Outdoor education key to tackling future climate change
Without making outdoor education a statutory part of every childs schooling, the government risks undermining its ability to tackle important environmental issues such as climate change, the British Ecological Society has warned.
Reacting to yesterdays adjournment debate on schools and fieldwork in the House of Commons, Debbie Smith, the BES education officer said: “Outdoor classroom education allows students to connect abstract scientific ideas with ‘hands on’ experiences. Biological fieldwork may provide the only opportunity for students to observe living animals and plants in their natural habitat and promote a deeper understanding of the investigatory approaches that underpin the whole of science.”
“The ability to address important environmental issues, such as the impact of climate change, will be undermined in the future if there is not a strong skills base in certain areas such as ecology and taxonomy. This will in turn have a significant impact on our ability to understand and manage changes to biodiversity and other natural resources in the future. The BES believes outdoor education is so important that the government must make sure that it is a part of every child’s education by making it a minimum statutory entitlement,” Smith added.

*EXERCISES:*
1. Edit the outdoor education article, starting with "Outdoor education key" and going on through "Society has warned.", so that "climate change" is replaced with "global warming".
2. Pick up the article on outdoor education and climate change after its last sentence and continue it.

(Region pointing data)

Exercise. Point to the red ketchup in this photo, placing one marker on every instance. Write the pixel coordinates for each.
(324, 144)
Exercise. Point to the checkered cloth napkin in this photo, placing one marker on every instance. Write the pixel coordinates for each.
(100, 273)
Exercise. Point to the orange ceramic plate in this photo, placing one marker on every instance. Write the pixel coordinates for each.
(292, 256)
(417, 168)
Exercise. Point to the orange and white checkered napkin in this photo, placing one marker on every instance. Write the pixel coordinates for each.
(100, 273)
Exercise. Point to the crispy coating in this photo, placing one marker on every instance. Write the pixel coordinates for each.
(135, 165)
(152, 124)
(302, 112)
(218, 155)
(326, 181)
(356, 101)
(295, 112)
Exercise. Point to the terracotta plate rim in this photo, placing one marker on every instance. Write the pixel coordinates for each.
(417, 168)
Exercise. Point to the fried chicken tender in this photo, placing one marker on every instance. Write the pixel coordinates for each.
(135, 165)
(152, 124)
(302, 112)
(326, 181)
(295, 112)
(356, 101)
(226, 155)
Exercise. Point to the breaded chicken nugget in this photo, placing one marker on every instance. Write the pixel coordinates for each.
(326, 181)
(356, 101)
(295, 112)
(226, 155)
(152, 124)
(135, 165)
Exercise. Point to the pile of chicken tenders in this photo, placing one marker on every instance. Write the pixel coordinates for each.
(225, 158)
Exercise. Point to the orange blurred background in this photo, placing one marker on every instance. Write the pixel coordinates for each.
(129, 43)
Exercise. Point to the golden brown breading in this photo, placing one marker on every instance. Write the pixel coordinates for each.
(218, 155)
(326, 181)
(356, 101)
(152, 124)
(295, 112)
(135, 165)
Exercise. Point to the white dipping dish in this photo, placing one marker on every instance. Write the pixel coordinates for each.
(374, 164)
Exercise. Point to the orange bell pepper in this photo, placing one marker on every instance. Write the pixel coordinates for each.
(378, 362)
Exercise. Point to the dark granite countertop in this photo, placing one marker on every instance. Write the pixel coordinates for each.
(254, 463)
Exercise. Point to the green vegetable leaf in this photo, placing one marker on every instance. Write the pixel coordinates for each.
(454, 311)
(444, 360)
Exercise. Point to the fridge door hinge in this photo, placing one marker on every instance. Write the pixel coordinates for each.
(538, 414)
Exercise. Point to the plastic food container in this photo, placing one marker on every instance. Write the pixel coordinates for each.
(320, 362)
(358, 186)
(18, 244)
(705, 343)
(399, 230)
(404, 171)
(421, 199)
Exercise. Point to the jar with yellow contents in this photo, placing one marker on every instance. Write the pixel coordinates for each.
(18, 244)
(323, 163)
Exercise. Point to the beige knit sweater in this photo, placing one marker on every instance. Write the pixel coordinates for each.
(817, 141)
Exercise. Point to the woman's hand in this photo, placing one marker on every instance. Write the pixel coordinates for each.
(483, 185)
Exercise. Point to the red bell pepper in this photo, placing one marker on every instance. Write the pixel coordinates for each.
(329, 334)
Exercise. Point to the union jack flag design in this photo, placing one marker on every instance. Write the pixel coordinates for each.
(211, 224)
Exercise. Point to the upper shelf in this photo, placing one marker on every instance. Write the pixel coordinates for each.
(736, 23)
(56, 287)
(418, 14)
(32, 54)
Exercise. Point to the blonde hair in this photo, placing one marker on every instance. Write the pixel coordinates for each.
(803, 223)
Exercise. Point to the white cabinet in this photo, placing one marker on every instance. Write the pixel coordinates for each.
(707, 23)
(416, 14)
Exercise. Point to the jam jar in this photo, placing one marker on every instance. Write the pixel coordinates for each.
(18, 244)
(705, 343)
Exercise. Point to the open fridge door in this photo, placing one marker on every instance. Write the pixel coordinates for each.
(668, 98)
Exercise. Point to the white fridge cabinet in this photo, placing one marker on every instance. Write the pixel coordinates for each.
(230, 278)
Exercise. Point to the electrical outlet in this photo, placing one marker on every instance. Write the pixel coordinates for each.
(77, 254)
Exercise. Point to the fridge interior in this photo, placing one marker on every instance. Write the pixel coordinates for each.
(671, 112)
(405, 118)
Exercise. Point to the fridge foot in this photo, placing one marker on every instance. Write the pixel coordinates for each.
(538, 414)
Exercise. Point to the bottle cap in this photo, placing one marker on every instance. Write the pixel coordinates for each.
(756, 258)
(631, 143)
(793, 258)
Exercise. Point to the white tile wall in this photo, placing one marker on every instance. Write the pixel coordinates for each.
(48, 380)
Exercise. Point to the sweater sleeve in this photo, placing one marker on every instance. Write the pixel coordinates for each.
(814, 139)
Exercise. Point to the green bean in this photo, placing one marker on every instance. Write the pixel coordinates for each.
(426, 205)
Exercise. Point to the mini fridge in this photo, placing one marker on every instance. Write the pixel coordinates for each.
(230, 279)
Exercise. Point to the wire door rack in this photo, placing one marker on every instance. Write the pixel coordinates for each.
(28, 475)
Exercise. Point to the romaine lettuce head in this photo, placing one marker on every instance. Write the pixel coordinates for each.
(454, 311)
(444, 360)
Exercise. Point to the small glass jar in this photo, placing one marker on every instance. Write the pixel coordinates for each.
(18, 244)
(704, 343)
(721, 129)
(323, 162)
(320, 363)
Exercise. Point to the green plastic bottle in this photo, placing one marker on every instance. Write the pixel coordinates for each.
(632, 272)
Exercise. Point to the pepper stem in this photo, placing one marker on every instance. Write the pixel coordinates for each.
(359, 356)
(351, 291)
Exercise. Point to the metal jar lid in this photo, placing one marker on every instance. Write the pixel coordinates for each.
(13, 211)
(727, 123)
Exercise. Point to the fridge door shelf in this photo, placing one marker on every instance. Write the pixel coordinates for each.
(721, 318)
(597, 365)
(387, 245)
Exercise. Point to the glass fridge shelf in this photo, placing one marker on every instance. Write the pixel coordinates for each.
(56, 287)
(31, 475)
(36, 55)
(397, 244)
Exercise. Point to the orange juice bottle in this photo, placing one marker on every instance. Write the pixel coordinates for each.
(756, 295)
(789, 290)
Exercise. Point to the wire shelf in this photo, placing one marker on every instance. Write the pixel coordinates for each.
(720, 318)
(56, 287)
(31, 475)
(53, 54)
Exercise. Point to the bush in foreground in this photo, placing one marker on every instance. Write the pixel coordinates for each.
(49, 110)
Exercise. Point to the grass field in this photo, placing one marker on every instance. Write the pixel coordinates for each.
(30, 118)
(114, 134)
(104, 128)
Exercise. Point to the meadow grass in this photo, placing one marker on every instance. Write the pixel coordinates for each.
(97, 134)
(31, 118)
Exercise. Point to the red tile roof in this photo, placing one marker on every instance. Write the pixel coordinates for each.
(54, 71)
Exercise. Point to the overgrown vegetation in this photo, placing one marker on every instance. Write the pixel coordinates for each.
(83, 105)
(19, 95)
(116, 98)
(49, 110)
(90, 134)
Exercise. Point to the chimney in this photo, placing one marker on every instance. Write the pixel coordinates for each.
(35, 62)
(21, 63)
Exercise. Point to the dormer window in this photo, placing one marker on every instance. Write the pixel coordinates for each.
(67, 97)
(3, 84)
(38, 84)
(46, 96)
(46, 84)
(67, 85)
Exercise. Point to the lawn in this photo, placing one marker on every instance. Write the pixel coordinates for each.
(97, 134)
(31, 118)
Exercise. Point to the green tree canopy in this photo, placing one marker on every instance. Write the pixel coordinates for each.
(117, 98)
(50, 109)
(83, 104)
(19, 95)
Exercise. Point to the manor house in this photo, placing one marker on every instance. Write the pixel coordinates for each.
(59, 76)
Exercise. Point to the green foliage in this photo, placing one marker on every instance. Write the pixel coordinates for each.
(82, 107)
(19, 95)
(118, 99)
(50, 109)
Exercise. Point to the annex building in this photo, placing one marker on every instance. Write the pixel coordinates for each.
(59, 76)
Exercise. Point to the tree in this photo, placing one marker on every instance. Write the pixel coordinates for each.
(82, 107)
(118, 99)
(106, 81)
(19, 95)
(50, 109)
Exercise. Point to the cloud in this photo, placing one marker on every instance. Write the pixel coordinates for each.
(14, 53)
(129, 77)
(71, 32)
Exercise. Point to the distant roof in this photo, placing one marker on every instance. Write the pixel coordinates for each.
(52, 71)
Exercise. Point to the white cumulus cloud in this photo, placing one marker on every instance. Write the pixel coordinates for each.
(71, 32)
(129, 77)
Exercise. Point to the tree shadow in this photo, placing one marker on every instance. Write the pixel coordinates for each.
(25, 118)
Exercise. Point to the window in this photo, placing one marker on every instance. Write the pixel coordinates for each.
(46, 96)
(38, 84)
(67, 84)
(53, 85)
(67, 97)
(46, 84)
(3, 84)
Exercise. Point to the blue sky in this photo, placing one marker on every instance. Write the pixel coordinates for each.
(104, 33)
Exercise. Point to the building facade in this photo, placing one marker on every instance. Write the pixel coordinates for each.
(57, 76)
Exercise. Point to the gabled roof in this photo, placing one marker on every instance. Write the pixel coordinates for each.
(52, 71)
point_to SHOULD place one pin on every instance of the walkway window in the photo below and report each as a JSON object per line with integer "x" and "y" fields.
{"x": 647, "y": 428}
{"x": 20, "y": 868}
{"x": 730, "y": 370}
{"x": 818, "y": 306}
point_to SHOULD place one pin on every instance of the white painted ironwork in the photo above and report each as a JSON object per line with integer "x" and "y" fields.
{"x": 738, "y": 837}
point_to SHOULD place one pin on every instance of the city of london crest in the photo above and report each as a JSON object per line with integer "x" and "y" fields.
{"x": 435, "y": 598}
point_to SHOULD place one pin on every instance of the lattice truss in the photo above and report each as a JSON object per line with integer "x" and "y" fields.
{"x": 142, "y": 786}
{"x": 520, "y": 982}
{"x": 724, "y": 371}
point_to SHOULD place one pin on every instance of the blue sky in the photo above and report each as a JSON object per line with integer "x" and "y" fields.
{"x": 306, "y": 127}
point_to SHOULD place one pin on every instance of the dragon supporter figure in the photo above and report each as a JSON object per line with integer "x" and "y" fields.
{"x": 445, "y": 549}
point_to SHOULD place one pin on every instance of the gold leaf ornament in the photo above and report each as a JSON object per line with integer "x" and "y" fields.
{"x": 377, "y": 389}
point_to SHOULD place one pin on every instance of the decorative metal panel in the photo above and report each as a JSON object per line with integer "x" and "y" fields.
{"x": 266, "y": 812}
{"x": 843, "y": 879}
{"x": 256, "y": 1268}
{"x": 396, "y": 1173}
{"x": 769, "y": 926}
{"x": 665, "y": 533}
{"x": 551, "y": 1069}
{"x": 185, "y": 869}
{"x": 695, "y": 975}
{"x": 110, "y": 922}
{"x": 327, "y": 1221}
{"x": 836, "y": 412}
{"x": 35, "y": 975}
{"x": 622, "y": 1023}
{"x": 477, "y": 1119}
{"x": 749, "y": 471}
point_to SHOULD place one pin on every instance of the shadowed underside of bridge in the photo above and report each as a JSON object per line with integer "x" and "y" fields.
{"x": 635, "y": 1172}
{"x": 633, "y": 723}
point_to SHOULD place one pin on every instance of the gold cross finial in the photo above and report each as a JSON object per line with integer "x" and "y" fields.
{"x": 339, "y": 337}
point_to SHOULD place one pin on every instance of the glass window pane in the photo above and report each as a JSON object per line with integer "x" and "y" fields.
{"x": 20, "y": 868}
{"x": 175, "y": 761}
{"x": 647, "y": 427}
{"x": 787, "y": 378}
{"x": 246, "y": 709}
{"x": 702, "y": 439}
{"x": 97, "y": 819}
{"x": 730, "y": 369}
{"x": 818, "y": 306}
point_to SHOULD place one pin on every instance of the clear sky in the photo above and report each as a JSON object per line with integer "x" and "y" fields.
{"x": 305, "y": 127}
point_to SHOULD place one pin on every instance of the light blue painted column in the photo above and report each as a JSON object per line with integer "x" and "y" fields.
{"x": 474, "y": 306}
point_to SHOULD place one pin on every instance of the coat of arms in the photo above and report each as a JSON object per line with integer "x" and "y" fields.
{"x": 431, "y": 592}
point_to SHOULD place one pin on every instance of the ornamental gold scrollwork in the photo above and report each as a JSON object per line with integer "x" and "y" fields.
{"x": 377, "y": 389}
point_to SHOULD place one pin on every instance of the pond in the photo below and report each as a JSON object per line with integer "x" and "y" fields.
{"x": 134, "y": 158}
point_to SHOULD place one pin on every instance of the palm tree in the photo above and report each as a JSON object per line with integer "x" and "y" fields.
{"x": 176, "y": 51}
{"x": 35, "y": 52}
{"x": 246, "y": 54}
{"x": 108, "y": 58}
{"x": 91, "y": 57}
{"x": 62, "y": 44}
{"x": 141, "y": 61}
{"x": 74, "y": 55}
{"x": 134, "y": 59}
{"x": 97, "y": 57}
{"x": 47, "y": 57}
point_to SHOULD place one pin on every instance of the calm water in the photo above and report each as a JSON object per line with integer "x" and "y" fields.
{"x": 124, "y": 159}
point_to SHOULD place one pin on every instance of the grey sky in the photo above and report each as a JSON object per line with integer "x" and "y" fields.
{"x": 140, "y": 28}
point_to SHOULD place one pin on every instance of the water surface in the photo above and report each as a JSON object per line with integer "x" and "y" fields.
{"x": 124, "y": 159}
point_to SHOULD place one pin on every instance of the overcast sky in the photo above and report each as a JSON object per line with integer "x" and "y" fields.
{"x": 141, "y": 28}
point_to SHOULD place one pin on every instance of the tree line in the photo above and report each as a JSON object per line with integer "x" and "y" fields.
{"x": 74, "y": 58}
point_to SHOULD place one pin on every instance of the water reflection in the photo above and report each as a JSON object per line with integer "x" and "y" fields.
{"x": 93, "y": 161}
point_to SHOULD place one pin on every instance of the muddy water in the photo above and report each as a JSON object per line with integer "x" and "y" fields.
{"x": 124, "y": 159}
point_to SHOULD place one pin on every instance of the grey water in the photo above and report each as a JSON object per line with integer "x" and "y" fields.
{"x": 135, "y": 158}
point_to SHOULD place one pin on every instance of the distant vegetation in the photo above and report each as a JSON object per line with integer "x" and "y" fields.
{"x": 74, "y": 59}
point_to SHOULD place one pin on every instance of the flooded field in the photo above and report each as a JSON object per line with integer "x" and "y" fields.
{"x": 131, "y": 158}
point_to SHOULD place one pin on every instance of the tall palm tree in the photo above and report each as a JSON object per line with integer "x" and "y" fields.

*ANSWERS TO THE TASKS:*
1.
Outdoor education key to tackling future global warming
Without making outdoor education a statutory part of every childs schooling, the government risks undermining its ability to tackle important environmental issues such as global warming, the British Ecological Society has warned.

2.
In its response to the House of Commons education and skills committees current inquiry into education outside the classroom, the BES recommends that, as well as making biological fieldwork a requirement rather than an option in the Biology curriculum at all key stages, government funding for fieldwork should be ring-fenced. Support for teachers also needs to be improved.
According to Smith: “There is now a critical shortage of biology teachers with the academic and professional skills to support planning and organising fieldwork in both schools and universities. Teachers, including trainees, need much more support in developing the skills, confidence and commitment to deliver out-of-classroom activities. There are presently no clear recommendations for outdoor teaching experience of biology fieldwork within the national curriculum for teacher training in science. Therefore, a minimum entitlement for every trainee teacher specialising in science to have experience in leading a fieldwork activity is needed to rectify this deficiency.”
A report published by the BES and the Field Studies Council in 2002 presented strong evidence of the decline in biology fieldwork in schools. Commenting on the report, Teaching biology outside the classroom: Is it heading for extinction? Professor Lord May of Oxford, President of the Royal Society said: “Our young people are being let down if their science education does not include a field experience. . . I urge the stark message of this report to be taken very seriously.”